TASK STATEMENT:
Rewrite the entries starting at the line that contains "query | palm tree" and stopping after the line that contains "[(1057, 139)]". Replace "drainpipe" with "downspout", leave everything else unchanged, and return only those lines.
#### SUPPLIED MATERIAL
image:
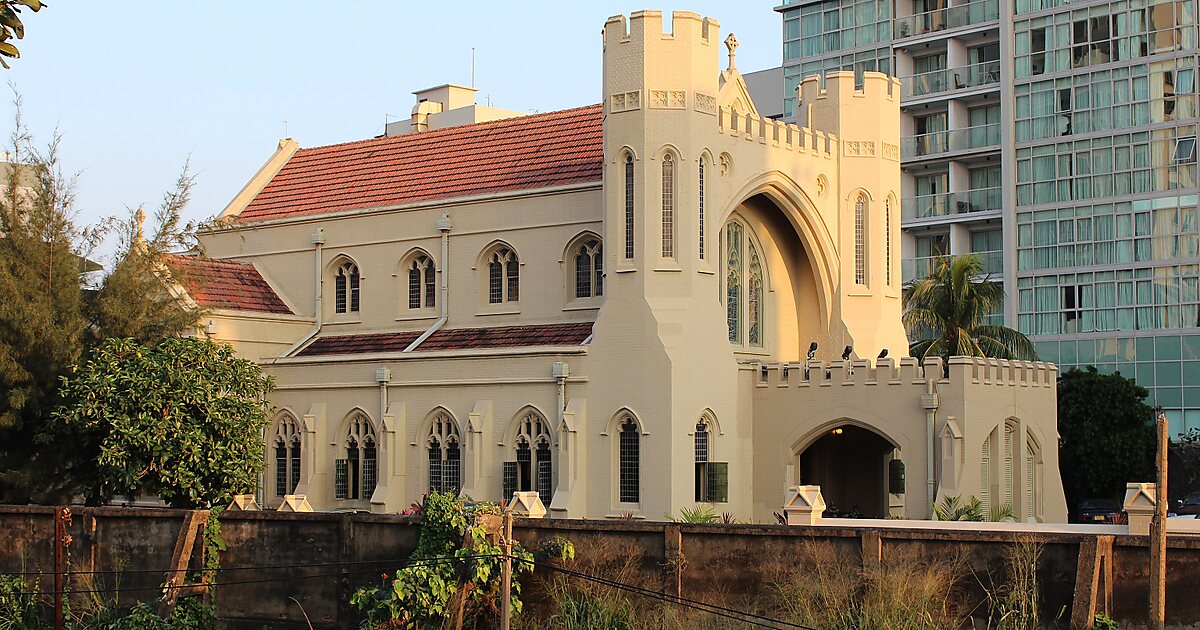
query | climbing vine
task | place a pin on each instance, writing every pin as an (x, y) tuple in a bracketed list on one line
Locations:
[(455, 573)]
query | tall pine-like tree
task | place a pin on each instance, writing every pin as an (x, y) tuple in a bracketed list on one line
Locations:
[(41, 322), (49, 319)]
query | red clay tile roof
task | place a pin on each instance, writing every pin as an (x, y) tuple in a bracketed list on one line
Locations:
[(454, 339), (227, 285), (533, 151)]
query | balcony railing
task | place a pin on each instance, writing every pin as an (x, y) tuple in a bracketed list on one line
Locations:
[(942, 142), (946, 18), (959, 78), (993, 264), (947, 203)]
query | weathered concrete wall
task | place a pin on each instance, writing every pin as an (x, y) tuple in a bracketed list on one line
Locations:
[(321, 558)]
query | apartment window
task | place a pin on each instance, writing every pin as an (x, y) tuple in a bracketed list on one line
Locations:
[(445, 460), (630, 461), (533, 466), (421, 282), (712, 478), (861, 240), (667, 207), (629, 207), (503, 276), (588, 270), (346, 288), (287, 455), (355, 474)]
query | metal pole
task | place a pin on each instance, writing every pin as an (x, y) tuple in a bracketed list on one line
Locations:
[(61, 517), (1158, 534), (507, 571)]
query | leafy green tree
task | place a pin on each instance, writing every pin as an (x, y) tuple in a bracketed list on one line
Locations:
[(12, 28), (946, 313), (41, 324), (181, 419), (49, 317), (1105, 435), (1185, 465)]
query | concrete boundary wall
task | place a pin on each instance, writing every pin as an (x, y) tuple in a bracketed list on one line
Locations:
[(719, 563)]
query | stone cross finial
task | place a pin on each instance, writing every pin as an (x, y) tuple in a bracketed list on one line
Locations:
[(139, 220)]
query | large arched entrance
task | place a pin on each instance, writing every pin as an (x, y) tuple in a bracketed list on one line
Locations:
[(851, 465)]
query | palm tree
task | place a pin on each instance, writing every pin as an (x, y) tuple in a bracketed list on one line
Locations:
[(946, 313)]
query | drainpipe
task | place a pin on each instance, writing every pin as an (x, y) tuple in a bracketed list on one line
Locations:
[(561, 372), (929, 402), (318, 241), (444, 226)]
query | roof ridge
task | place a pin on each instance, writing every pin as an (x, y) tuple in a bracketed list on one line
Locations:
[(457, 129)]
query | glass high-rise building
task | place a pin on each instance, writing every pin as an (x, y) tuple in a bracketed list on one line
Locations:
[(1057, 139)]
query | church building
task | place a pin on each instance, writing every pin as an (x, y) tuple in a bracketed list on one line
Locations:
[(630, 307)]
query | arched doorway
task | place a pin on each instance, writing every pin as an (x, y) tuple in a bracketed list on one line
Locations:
########
ANSWER TO THIS EXERCISE:
query | palm tree
task | place a pin on each instance, writing every pin as an (x, y) tuple in a bracketed list on one line
Locations:
[(946, 313)]
query | downspout
task | place a pin on each instance, writing every pin as an (x, y) tuple in a bracketed list on one line
Locations:
[(561, 372), (929, 402), (318, 241), (444, 226)]
query | roof ridge
task | place a pin on each instance, writing every pin as an (x, y) tuple in a bracketed list on one line
Locations:
[(457, 129)]
query | glass high-rise building
task | place a pin on each instance, writing every pin as an (x, y) tuple in a bracketed list on one line
Locations:
[(1057, 139)]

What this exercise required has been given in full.